→ DATA:
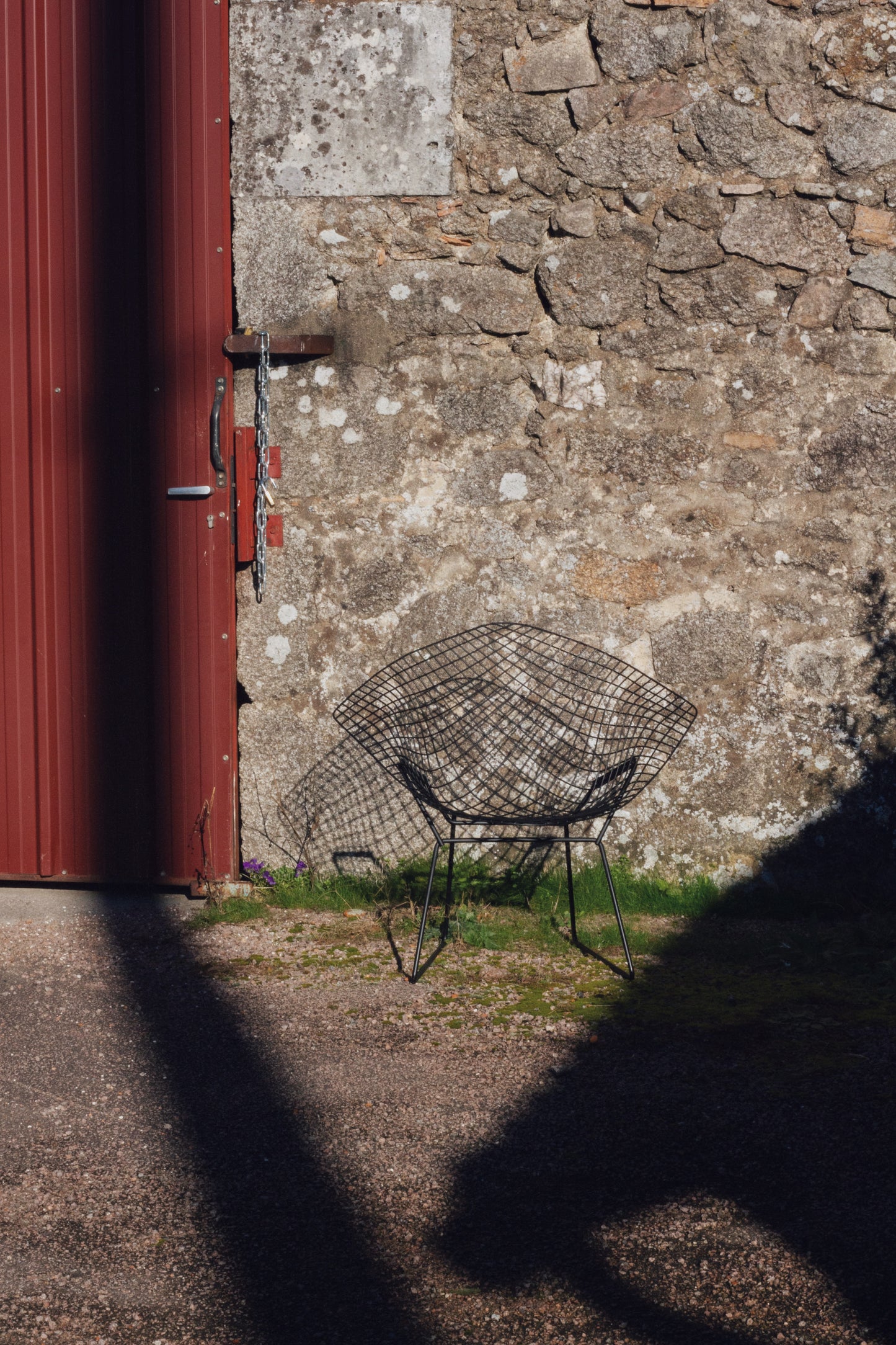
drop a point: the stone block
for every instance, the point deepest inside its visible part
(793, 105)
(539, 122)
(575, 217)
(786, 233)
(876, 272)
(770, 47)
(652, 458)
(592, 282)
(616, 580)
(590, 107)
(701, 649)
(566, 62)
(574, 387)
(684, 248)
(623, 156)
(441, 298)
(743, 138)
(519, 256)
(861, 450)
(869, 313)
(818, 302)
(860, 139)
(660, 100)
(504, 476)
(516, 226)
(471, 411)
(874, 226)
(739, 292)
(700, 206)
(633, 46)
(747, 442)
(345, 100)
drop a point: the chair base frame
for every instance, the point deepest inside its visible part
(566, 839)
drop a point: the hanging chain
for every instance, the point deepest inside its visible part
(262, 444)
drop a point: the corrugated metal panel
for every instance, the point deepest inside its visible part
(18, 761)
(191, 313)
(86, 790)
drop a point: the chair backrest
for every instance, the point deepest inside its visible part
---
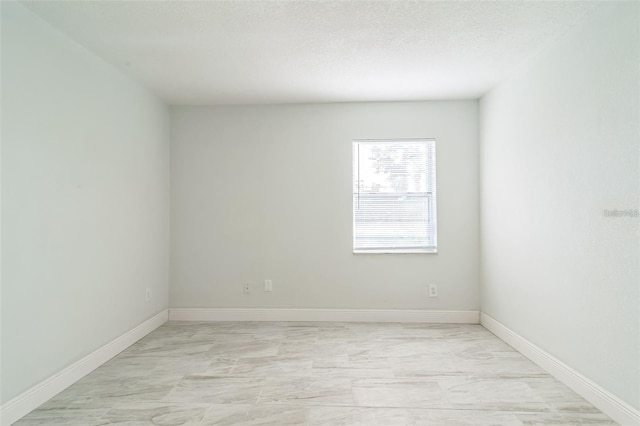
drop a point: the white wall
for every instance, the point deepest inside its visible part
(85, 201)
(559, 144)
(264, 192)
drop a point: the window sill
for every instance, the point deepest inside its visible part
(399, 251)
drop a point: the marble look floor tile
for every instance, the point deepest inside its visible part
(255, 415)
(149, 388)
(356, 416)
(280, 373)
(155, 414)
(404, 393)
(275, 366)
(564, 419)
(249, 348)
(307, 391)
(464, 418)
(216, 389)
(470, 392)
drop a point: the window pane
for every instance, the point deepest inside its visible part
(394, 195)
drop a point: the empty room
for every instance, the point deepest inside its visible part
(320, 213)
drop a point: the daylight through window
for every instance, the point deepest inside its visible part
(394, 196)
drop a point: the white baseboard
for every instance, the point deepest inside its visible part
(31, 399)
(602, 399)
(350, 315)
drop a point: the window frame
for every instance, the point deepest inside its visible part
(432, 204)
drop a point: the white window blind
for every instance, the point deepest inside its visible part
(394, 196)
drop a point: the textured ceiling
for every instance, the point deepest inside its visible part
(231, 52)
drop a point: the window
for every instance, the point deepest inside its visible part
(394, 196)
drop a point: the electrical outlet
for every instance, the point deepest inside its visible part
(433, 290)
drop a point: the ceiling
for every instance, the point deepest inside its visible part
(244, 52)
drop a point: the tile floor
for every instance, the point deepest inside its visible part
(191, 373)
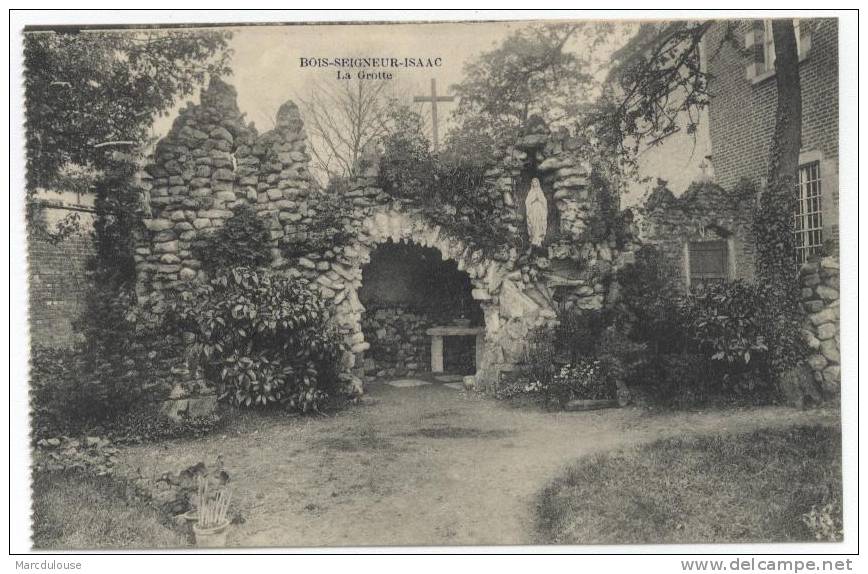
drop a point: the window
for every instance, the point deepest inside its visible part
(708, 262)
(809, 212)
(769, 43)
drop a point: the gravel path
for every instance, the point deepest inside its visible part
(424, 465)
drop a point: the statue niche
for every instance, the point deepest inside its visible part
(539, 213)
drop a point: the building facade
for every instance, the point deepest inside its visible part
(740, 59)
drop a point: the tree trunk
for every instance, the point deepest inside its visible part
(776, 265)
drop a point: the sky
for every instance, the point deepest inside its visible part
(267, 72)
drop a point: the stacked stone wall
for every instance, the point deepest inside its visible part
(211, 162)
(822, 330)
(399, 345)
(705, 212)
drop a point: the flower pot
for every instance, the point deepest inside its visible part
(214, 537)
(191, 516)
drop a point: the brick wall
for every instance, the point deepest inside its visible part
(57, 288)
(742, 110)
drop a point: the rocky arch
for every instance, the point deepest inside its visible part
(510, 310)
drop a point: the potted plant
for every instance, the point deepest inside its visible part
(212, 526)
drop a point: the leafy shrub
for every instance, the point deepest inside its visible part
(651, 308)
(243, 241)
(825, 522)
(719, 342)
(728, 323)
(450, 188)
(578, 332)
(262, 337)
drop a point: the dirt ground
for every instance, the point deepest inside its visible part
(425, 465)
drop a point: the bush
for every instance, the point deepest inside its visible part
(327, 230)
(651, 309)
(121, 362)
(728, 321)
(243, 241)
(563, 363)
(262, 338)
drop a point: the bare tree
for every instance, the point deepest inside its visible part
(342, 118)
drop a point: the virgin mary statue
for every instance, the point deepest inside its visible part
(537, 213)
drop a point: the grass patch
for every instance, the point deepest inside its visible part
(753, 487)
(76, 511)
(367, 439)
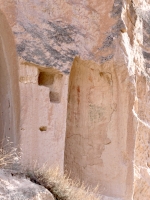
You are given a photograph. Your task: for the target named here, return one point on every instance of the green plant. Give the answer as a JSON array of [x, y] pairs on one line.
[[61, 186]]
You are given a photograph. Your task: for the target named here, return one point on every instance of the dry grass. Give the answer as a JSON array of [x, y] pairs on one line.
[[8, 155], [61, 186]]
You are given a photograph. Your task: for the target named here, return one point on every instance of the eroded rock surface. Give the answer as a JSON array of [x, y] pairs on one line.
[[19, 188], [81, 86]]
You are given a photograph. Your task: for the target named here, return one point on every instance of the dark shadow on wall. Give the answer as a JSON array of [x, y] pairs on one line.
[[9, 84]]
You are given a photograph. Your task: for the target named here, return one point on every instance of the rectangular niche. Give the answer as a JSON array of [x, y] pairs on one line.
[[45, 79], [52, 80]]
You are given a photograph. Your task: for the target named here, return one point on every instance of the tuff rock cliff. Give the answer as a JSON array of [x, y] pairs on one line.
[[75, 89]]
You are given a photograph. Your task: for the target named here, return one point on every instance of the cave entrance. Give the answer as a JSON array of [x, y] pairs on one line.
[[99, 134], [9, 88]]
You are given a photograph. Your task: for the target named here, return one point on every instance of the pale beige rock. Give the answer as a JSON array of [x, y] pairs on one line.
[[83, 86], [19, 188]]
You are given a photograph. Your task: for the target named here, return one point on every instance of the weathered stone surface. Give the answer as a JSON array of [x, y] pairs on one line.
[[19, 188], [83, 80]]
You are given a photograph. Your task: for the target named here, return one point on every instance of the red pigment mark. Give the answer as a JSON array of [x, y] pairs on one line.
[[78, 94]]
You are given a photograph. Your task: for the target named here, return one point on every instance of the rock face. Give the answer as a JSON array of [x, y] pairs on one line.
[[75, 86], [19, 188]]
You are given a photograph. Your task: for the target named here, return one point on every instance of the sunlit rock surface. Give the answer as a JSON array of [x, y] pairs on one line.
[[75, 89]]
...
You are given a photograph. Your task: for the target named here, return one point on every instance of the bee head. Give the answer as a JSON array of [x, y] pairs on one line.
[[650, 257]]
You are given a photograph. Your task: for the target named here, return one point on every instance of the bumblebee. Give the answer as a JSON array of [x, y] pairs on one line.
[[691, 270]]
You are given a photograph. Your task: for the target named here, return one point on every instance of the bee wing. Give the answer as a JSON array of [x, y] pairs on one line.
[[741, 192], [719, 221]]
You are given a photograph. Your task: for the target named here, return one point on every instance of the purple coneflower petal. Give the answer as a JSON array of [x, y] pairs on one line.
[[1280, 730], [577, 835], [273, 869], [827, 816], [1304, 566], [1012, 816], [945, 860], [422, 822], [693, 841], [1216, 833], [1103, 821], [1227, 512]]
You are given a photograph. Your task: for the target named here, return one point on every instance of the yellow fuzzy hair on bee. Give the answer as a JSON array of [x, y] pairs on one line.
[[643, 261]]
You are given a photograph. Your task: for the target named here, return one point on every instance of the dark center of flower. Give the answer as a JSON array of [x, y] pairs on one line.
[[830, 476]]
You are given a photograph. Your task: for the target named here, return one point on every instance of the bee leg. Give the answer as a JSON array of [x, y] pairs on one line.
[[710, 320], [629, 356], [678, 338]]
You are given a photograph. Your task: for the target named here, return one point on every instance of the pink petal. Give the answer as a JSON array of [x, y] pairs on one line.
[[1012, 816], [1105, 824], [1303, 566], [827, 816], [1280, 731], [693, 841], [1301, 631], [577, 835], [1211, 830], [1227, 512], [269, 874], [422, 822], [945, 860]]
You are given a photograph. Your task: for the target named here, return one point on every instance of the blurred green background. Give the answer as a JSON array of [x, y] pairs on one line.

→ TASK DETAILS:
Please return only the lines above, starting at the line that has "drop a point: the white window blind" and ending at the line that has "drop a point: the ceiling", keeping both and leaving each one unchanged.

→ REPLY TO THE EXERCISE:
drop a point: the white window blind
for every instance, the point deepest inside its visible part
(394, 196)
drop a point: the textured ceiling
for every instance, the point deepest inside its visible part
(231, 52)
drop a point: the window
for every instance, the point deepest inside its visible part
(394, 196)
drop a point: the electrical outlet
for every instance, the point deepest inside its visible part
(433, 290)
drop a point: the ceiling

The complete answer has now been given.